◆ To do: Extract every line in the records below that contains the word "tree". Treat the match as case-sensitive.

◆ Data:
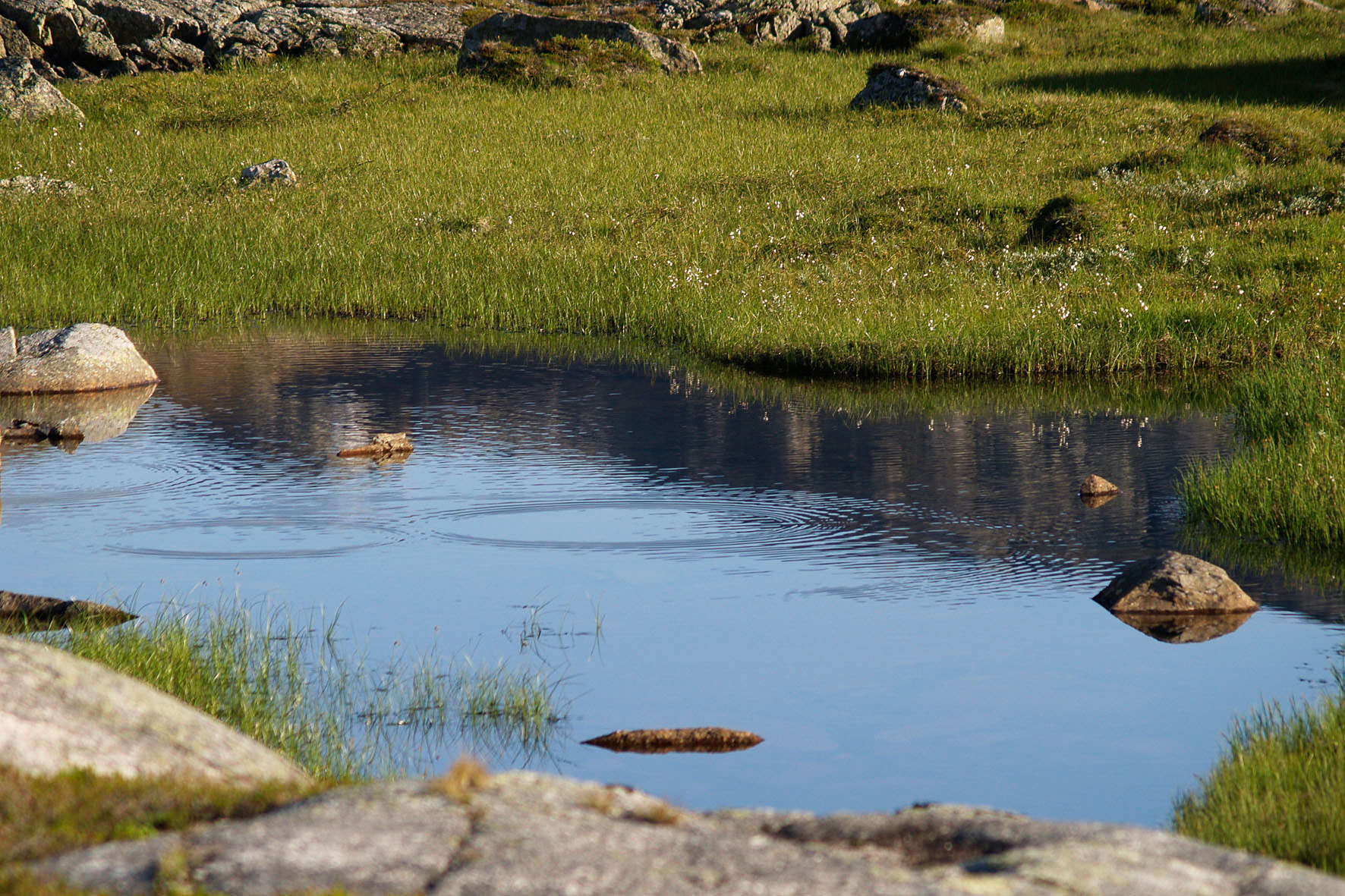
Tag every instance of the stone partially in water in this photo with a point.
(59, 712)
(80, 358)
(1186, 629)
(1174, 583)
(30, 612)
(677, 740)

...

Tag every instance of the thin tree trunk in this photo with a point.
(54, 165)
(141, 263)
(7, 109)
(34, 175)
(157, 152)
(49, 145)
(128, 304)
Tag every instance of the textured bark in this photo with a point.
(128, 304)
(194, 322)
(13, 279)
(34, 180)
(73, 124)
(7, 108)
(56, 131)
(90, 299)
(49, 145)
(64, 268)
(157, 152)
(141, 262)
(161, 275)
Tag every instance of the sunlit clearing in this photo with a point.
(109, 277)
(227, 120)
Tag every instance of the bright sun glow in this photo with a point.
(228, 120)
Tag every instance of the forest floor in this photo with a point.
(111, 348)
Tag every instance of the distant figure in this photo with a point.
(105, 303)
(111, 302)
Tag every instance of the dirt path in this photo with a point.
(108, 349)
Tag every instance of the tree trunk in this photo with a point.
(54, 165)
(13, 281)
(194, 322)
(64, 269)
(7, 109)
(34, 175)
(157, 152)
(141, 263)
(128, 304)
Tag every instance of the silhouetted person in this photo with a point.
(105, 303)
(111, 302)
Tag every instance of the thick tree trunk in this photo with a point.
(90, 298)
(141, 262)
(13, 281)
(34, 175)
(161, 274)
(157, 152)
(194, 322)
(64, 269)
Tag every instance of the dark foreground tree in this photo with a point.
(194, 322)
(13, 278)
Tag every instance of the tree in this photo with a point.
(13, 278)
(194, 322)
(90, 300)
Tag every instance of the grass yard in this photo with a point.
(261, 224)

◆ The solution:
Tag every instance of the thin tree trunk in this photo with a point.
Tag every instance of the tree trunk in this photo with a point.
Tag every instance of the thick tree trunk in this photo with a point.
Tag every instance of the dark foreground tree in this photo with a point.
Tag every instance of the tree in this photo with a point.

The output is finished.